* [ABOUT THIS TASK] Rewrite the part of the cupcake diplomacy piece starting at "Where am I going" and ending at "They chose poorly.", substituting "Chicago Cubs" for "Baltimore Orioles".

* [PASSAGE FOR REVIEW]
As a retired five-star general in the US Air Force who served in both Gulf wars, and is occasionally accused of being mildly delusional, I consider myself an expert in military strategy, international diplomacy and the board game RISK.
In my youth, I sought power, prestige, and a dress uniform filled with shiny medals. With the wisdom of age, I now realize that what really matters in life are three things: Kindness, Compassion, Integrity and Meat Lovers’ Pizza. Okay, technically, that’s four things. Thankfully, throughout my prestigious Pentagon career, I was always surrounded by colonels who were better at math than I was.
Where am I going with this? Hell if I know. My ADHD medication hasn’t kicked in yet. But I think my point was that the world is falling apart. Tensions are ramping up along the Israel-Gaza border, in the streets of Venezuela, and among long-suffering Baltimore Orioles fans who bought season tickets this year. They chose poorly.
People are fearful that our country will get dragged into yet another armed conflict in the Middle East or North Korea. Fortunately, I have just the plan to de-escalate these hostilities. Two words: CUP CAKES! Okay, I’ve just been informed by one of my colonels that ‘cupcakes’ is, strictly speaking, one word. But who’s counting?
My point is: Nobody can resist cupcakes. Period. The End. When was the last time you saw people fight when cupcakes were being served (unless it was arguing over dibs on the last one)? If one of your co-workers brings cupcakes to the office to share, it is undeniably far and away the single best thing that will happen to you that entire day – unless you win the Pennsylvania $100 million lottery that day. Then, yeah, arguably that would be slightly better. I know your in-laws never approved of you marrying their daughter. But I guarantee if you bring cupcakes to the next family outing, they may even start calling you by your actual name.
Imagine if during the Civil War, the Union Generals thought to assault the Confederates with cupcakes instead of guns. The boys in grey, overjoyed at receiving cupcakes, would have put down their bayonets, embraced their brothers in blue, and the slaves would have been freed by dinner time. There is the remote possibility that the unarmed Union troops would have been annihilated, but they’d have died with a smile – and cupcake crumbs – on their faces.
Had Marie Antoinette said, “Let them eat Cupcakes” instead of “Let them eat cake,” the peasants may well have stormed the bakeries instead of the Bastille, Marie would have saved her neck, and France would still be a monarchy today. Okay, that last consequence might not please everyone’s palette. And Marie would have no doubt been voted the most popular queen in French history in a Twitter insta-poll, had Twitter existed back in 1793. #MarieAntoinette #letthemeatcupcakes.

* [DATA PROVIDED]
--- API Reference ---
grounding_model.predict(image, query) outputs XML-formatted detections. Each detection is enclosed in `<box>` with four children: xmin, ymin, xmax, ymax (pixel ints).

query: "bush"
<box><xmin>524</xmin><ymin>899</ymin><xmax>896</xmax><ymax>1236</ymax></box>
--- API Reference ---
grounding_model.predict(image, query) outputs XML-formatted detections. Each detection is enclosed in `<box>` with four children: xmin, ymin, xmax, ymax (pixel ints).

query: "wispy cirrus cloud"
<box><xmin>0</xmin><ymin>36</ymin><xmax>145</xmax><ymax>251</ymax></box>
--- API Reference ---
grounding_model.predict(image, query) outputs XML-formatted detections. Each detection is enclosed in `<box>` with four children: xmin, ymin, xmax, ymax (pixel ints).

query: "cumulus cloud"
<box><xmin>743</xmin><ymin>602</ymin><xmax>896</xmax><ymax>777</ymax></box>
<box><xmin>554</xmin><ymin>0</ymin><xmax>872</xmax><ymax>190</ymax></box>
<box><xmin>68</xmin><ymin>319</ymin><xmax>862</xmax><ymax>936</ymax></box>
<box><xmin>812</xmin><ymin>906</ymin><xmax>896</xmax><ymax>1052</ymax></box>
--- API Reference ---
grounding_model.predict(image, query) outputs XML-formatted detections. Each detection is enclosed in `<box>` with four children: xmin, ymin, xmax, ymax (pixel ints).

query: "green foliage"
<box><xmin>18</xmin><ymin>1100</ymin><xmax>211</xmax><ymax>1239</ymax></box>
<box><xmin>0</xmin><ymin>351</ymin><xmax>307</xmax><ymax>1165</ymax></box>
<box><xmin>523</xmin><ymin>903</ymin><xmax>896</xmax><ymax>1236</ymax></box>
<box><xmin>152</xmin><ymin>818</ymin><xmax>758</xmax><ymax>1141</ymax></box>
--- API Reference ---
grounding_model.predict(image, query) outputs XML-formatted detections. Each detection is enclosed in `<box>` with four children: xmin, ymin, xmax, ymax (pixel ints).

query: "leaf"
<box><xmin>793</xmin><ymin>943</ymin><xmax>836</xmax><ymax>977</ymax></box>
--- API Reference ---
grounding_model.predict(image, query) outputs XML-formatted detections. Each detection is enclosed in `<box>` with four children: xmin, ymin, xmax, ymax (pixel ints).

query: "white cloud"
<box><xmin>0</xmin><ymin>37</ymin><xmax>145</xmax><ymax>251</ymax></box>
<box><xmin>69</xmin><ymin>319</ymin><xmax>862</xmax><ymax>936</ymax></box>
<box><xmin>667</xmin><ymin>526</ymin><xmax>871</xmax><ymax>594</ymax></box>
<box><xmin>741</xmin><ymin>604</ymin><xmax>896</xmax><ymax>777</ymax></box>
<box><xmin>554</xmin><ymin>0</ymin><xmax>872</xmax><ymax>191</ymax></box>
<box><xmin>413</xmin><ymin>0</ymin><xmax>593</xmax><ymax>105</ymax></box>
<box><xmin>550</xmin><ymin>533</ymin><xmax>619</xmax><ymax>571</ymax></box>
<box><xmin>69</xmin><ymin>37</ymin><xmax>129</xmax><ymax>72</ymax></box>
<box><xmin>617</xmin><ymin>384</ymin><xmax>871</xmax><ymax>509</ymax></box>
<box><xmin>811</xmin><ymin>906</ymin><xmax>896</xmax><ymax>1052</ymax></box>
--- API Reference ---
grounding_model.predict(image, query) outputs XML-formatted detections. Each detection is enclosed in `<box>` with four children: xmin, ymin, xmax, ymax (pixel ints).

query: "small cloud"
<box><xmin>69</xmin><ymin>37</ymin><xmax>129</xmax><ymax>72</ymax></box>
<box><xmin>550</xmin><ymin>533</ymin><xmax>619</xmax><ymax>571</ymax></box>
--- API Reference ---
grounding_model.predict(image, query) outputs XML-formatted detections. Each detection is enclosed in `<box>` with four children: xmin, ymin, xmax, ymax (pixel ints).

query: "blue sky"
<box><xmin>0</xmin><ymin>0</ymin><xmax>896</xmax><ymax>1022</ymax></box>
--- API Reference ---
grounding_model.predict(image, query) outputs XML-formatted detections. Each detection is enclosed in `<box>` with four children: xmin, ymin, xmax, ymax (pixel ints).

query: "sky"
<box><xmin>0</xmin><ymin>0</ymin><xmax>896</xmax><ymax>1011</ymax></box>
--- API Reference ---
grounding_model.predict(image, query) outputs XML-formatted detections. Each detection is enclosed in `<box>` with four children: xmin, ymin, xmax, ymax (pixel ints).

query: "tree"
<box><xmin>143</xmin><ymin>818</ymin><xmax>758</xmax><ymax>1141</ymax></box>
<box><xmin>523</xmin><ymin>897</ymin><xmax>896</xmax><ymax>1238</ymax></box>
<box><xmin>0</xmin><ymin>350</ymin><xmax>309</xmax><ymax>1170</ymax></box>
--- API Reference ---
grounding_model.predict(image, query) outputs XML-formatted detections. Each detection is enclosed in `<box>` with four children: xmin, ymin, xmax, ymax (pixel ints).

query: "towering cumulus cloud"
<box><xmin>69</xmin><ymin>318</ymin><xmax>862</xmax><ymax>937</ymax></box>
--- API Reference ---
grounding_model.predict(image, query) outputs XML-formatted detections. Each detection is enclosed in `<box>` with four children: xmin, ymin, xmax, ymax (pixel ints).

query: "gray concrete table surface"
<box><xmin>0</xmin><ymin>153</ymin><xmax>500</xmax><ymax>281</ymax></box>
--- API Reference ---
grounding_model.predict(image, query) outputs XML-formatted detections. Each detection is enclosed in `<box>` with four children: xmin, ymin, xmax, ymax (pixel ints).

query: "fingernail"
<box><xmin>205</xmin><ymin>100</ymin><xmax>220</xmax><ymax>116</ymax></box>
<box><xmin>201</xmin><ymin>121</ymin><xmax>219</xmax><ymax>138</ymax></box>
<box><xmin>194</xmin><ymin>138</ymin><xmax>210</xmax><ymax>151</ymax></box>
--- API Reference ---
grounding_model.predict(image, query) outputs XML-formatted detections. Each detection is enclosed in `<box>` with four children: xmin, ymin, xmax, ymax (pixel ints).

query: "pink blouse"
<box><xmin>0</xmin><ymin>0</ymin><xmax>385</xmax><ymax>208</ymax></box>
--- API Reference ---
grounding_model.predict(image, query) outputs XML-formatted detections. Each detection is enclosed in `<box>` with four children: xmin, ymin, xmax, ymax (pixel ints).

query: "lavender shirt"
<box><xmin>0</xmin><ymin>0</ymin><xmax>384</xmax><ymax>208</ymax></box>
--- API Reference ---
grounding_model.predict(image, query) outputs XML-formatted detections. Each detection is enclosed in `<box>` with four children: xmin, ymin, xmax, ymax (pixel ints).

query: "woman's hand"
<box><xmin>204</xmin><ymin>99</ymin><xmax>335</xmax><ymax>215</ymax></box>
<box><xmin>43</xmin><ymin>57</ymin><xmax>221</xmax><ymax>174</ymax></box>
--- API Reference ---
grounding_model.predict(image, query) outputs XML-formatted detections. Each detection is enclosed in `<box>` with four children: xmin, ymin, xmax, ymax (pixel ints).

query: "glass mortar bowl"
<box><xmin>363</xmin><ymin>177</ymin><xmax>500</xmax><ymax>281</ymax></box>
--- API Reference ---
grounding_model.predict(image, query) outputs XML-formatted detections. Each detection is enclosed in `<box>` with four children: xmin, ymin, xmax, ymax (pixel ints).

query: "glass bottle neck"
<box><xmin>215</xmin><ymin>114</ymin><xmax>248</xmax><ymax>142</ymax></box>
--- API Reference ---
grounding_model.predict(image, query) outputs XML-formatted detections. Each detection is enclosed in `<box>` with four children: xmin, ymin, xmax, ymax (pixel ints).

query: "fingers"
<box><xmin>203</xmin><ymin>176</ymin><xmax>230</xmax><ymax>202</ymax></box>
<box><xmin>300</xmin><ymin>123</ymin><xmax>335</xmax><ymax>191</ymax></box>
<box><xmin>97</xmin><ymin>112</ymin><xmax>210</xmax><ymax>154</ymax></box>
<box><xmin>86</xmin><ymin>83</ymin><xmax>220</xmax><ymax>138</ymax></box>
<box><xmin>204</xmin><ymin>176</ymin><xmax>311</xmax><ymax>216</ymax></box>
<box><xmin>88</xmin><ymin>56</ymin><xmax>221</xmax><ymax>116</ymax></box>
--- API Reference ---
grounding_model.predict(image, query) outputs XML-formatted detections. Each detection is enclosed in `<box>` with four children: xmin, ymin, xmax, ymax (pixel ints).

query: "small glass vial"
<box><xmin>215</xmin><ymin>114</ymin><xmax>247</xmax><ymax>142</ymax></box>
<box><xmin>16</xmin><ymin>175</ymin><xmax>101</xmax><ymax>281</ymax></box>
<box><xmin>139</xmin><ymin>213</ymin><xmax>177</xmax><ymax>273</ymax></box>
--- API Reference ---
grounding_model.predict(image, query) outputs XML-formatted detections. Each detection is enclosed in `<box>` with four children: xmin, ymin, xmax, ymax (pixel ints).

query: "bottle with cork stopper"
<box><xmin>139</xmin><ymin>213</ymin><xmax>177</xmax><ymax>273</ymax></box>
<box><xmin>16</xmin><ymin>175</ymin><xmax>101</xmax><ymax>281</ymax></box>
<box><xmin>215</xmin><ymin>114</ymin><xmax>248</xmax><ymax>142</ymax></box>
--
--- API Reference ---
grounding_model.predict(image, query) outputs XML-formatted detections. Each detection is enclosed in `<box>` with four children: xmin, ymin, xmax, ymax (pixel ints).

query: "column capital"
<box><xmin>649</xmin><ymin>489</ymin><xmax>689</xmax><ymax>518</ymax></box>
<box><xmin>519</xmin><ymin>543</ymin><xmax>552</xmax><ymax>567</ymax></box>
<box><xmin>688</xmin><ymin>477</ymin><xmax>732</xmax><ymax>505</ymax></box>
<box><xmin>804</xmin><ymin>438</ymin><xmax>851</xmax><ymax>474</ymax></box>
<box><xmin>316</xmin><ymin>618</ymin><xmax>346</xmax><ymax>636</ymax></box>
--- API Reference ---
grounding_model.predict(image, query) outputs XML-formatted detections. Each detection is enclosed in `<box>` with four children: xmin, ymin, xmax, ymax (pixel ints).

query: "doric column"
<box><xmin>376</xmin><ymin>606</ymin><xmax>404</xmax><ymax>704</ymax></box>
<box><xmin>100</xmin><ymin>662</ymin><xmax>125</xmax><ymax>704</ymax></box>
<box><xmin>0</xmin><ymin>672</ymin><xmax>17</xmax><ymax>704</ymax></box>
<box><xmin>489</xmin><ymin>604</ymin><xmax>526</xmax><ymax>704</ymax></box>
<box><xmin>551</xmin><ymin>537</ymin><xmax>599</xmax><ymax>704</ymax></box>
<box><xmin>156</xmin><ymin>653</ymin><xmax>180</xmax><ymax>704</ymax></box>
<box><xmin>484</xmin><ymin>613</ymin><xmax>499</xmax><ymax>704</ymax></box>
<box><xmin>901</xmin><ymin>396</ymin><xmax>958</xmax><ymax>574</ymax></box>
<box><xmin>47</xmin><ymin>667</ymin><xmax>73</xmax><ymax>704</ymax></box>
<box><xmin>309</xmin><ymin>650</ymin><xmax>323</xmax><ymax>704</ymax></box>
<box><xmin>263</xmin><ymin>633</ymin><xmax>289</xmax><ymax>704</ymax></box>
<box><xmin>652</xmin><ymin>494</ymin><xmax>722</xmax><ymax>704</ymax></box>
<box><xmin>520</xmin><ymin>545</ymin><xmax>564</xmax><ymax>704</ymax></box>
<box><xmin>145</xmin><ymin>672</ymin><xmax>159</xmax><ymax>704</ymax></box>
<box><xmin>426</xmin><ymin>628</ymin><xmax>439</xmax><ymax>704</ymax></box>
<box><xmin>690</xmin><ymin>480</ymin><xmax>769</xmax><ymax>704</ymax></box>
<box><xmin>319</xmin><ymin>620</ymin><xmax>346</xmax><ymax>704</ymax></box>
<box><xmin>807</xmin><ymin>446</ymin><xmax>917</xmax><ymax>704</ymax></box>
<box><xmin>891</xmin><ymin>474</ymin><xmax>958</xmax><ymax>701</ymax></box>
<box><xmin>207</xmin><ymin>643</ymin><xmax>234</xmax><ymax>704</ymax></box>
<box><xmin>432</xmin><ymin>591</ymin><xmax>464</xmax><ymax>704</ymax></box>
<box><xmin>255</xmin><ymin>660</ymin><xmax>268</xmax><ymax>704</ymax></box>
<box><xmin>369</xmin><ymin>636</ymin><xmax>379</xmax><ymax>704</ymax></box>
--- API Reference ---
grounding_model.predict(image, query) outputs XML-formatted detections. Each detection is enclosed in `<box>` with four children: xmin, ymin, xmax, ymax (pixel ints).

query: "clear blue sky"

* [OUTPUT]
Where am I going with this? Hell if I know. My ADHD medication hasn’t kicked in yet. But I think my point was that the world is falling apart. Tensions are ramping up along the Israel-Gaza border, in the streets of Venezuela, and among long-suffering Chicago Cubs fans who bought season tickets this year. They chose poorly.